La lecture ou la consultation d’un livre faisant partie du bouquet d’un agrégateur est souvent une expérience frustrante pour un lecteur. L’interface n’est ni intuitive, ni claire. Les caractéristiques techniques reconnues pour faciliter la lecture à l’écran ne sont pas souvent respectées, sans compter les fonctionnalités de base (tel que le fameux « copier-coller ») qui soit ne sont pas possibles, soit répondent à des manipulations beaucoup plus complexes que celles auxquelles le lecteur est habitué. Dans ce domaine comme dans bien d’autres, les agrégateurs généraux ont l’avantage d’exister et les bibliothèques, faute d’avoir une offre plus intéressante, s’abonnent à ces nouveaux services.

Ces limites se font sentir par la faible consultation de ces collections de livrels[30]. Faute d’améliorations de la qualité technique et de l’ergonomie de leurs interfaces, les agrégateurs généraux pourraient perdre, à moyen terme, des parts de marché.

Données affichées ->
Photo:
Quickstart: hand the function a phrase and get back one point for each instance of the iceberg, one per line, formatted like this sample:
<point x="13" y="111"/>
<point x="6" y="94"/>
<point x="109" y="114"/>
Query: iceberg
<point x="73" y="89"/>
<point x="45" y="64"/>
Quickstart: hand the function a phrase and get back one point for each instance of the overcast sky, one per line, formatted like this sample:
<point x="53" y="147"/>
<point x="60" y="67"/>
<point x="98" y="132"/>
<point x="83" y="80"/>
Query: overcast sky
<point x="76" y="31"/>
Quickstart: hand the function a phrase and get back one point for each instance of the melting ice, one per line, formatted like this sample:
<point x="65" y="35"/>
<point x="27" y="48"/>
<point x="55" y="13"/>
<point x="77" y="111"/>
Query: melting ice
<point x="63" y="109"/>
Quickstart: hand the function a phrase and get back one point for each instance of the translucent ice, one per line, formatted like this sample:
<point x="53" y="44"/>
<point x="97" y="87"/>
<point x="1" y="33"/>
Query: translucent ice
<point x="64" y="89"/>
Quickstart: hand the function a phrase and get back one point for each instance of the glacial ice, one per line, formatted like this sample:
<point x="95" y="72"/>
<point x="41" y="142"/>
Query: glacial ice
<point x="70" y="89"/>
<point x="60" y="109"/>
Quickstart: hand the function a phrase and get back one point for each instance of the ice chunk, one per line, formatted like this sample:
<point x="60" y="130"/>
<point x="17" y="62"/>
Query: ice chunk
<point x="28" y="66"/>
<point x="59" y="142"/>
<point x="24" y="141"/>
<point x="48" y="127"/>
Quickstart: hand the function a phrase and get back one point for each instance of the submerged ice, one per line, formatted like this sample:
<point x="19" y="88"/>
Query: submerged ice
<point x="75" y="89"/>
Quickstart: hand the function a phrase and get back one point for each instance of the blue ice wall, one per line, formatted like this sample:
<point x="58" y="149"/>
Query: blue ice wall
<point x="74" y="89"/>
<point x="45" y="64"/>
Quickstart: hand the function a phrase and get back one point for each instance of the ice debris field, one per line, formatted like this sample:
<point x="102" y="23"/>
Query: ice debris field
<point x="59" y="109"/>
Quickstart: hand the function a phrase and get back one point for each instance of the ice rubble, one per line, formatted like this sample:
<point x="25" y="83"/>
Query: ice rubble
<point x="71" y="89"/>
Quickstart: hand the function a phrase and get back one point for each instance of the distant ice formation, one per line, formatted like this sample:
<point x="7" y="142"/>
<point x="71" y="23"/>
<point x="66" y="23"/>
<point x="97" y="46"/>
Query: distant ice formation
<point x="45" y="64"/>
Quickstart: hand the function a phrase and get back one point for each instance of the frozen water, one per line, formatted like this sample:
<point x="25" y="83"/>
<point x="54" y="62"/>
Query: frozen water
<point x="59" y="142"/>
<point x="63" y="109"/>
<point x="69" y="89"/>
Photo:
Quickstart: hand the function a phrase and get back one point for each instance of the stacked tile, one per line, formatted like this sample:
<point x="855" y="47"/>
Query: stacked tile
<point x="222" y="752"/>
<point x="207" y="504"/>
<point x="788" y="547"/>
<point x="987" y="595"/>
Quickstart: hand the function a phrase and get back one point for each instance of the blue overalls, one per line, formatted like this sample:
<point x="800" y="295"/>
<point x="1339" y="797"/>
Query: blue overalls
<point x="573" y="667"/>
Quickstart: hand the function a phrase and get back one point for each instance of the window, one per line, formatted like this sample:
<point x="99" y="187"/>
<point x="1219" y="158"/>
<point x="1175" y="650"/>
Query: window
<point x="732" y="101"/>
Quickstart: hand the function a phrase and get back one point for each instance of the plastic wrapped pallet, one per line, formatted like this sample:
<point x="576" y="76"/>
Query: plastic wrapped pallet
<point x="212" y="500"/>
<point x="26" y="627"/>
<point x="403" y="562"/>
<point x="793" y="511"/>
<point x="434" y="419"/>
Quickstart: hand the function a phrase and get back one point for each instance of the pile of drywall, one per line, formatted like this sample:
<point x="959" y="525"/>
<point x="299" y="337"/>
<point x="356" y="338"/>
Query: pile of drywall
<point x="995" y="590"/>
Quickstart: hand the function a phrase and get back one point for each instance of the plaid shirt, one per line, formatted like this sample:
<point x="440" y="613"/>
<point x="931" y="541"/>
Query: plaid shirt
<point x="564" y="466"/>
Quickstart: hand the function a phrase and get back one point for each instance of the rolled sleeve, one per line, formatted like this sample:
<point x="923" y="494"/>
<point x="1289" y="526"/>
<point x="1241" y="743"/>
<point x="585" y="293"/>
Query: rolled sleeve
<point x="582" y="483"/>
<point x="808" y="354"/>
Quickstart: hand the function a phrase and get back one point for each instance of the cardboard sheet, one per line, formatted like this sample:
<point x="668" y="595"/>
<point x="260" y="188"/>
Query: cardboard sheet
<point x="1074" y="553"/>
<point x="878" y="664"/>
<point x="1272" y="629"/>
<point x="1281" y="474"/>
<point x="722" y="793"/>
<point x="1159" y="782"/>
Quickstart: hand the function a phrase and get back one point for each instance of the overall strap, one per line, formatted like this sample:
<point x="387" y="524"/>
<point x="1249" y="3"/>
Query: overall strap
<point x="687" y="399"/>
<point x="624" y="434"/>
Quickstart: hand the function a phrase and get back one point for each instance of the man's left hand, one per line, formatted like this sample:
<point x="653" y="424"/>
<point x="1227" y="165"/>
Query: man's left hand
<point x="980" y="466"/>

--

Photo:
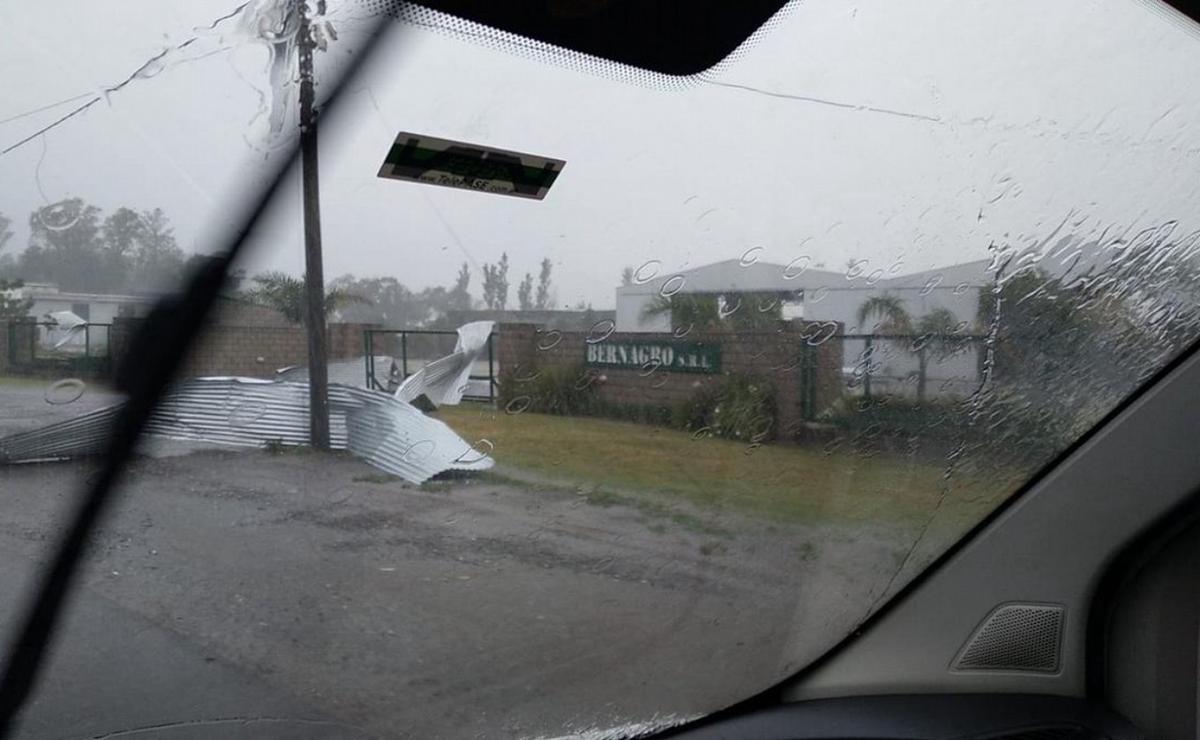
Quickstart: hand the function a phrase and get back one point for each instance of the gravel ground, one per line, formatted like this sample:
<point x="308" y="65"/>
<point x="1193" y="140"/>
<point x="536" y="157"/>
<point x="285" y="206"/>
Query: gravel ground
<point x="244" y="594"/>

Consigne A -> D'après le passage sur les agrégateurs de livrels, pourquoi les bibliothèques s'abonnent-elles aux services des agrégateurs généraux ? Répondez en une à trois phrases.
Consigne B -> Rédigez la suite du passage sur les agrégateurs de livrels à partir de sa dernière phrase.

Corrigé A -> Les bibliothèques s'abonnent aux services des agrégateurs généraux parce qu'elles n'ont pas d'offre plus intéressante. Ces agrégateurs ont l'avantage d'exister, même si la lecture de leurs livres reste souvent une expérience frustrante.

Corrigé B ->
L’agrégateur spécialisé

Le deuxième modèle est celui de l’agrégateur spécialisé. acls Humanities E-Book (heb)[31] est créé en 1999, alors que l’American Council of Learned Societies (acls) reçoit une subvention de 3 millions $ de la Fondation Mellon pour lancer un projet d’édition numérique en histoire[32]. Le projet voit le jour en 2002 et s’autofinance depuis 2005 grâce aux abonnements de plus de 600 bibliothèques. Les objectifs de heb sont, notamment, d’encourager les chercheurs et les éditeurs à publier des livres numériques, d’explorer les possibilités éditoriales du numérique pour le livre savant, de contribuer à assurer la viabilité de la publication de livres savants, de mettre de l’avant la qualité des ouvrages et du fonds par opposition à la quantité et de créer un espace sans but lucratif dans le marché de l’édition numérique. L’acls, qui regroupe près de 300 sociétés savantes ou autres regroupements de chercheurs, travaille en collaboration avec 12 sociétés savantes et 95 presses universitaires pour constituer un fonds de grande qualité, tant de livres récemment publiés que d’autres faisant partie des fonds des éditeurs.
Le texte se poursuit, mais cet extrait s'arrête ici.